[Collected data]
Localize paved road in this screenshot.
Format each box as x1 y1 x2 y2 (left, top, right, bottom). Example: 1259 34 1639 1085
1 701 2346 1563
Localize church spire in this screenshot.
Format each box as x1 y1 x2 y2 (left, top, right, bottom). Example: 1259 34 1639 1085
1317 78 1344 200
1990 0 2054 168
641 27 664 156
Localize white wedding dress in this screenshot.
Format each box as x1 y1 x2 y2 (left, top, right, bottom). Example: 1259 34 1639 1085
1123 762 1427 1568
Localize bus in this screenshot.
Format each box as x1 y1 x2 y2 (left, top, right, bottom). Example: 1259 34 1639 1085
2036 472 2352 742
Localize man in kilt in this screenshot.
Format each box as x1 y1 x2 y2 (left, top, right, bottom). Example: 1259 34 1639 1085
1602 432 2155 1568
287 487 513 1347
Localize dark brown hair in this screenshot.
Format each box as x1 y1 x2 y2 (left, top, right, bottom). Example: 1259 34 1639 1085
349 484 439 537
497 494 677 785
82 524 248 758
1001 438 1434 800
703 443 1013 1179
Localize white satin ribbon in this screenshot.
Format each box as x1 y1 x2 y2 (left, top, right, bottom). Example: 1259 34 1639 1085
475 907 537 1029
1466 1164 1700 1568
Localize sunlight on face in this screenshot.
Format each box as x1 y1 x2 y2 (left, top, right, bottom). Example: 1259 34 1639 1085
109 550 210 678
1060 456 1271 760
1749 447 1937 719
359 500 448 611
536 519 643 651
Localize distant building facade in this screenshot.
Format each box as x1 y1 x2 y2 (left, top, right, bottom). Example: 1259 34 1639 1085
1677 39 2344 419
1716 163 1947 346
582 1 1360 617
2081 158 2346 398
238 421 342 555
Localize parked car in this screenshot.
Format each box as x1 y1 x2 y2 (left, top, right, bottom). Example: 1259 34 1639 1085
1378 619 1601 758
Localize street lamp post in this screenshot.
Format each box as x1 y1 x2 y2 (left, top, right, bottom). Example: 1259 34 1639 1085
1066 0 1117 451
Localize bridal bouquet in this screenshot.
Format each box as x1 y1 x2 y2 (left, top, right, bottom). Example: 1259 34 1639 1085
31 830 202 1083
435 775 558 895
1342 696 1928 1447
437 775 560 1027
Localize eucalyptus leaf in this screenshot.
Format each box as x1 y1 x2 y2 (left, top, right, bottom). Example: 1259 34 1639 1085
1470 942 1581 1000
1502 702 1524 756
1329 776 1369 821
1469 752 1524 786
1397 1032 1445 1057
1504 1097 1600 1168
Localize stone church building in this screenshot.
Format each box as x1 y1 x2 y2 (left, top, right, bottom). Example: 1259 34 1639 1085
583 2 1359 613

### EXERCISE DESCRIPTION
Search the entries for "church" and show every line that has it.

### ANSWER SECTION
Localize church spire in this screenshot.
Localize stone church building in this screenshot.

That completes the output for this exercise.